Raw records:

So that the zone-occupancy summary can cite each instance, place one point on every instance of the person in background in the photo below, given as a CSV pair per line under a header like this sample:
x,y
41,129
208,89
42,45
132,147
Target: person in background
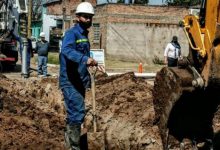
x,y
42,49
172,53
74,77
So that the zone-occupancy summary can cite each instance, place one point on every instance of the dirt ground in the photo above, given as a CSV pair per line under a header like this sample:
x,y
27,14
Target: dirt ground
x,y
33,117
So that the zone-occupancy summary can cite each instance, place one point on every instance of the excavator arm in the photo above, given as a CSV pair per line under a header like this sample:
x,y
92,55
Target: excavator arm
x,y
186,97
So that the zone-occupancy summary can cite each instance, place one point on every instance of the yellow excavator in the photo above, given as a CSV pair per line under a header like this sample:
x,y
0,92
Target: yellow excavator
x,y
186,97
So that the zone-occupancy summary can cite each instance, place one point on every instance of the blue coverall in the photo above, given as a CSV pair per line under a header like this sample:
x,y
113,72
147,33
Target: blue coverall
x,y
74,77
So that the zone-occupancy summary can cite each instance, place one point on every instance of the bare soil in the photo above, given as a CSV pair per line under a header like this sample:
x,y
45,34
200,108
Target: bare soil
x,y
33,117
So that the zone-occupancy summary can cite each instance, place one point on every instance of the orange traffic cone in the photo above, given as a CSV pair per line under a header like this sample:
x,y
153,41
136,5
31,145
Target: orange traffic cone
x,y
140,68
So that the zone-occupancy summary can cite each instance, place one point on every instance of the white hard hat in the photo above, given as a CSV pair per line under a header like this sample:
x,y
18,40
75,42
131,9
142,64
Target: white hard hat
x,y
85,7
42,34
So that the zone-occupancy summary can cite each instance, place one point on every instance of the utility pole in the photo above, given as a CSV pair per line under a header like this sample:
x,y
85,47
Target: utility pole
x,y
29,18
64,15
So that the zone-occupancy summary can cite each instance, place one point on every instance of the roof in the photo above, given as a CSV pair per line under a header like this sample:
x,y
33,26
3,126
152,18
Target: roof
x,y
47,2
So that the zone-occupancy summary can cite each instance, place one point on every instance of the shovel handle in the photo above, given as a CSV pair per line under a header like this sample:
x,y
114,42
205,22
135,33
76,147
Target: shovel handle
x,y
92,73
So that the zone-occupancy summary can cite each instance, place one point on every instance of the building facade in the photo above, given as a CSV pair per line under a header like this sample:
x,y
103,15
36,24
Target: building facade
x,y
130,32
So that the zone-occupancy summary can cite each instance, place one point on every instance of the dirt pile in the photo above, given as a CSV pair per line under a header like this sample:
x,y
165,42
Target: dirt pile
x,y
125,112
32,113
31,116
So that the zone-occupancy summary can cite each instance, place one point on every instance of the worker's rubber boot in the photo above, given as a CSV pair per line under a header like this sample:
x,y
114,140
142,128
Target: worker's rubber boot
x,y
72,136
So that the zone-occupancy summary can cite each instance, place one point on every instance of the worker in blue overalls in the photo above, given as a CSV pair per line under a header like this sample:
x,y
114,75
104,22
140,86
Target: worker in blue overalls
x,y
74,77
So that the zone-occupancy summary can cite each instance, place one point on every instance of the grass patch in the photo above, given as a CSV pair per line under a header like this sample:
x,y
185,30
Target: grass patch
x,y
53,58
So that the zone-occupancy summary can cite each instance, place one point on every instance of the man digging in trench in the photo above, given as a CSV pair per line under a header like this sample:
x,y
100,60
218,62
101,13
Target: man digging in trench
x,y
74,77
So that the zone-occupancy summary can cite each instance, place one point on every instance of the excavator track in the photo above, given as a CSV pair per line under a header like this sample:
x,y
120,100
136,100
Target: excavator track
x,y
183,111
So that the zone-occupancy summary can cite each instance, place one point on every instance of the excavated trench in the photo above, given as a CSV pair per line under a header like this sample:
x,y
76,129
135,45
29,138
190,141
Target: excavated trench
x,y
33,117
187,113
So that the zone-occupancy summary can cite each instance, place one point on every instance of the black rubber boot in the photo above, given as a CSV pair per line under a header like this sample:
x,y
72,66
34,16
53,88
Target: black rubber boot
x,y
72,136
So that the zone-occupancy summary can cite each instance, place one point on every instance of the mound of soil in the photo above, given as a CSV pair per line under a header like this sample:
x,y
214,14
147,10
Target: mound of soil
x,y
33,117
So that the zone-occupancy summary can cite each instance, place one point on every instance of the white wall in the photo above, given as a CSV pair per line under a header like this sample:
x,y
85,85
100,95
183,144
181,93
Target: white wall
x,y
141,43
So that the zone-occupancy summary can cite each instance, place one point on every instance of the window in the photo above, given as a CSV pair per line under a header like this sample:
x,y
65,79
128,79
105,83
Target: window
x,y
96,29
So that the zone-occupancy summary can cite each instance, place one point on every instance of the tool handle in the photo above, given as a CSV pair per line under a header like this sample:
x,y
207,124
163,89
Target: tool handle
x,y
93,103
92,73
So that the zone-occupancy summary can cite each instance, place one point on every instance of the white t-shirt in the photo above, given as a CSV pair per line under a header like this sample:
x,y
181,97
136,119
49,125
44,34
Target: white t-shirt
x,y
172,52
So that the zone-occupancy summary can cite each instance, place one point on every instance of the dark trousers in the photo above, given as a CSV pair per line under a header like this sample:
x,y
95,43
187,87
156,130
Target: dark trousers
x,y
74,104
172,62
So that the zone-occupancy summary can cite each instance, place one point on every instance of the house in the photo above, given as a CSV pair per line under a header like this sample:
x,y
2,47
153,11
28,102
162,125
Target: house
x,y
128,31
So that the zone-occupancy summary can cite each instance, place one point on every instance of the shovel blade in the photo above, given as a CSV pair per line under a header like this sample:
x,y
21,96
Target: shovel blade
x,y
96,141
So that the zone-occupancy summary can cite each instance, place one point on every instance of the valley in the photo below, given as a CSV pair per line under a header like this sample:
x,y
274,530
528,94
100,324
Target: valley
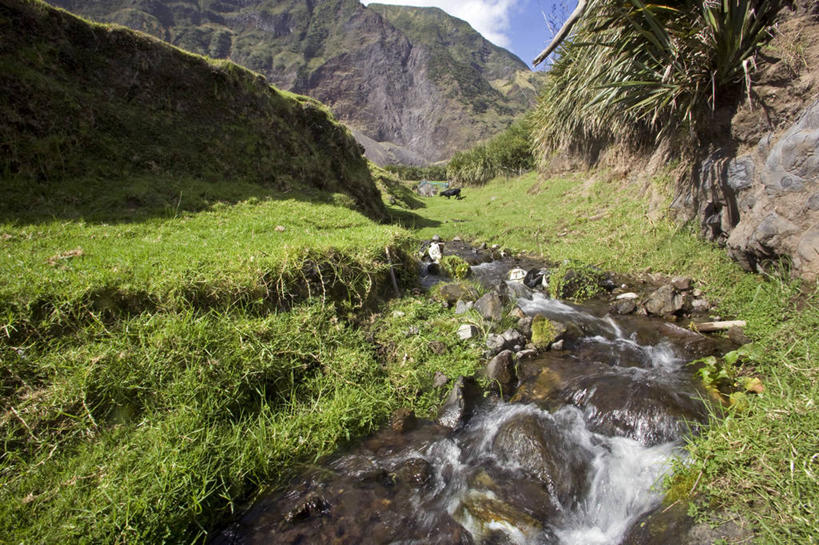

Aim:
Pick out every line in the listing above that contains the word "handle", and copy each one.

Solution for this exercise:
So that the zone-occupancy summary can cite each instance, place one point on every instance of the shovel handle in the photo above, given as a CSV pair per line under a header like this sample:
Target: shovel handle
So that the zone-occupancy summary can cite each instance, place one point on every instance of the tool handle in the photo above, given as a CSV pair per line under a header like this sample:
Target: tool handle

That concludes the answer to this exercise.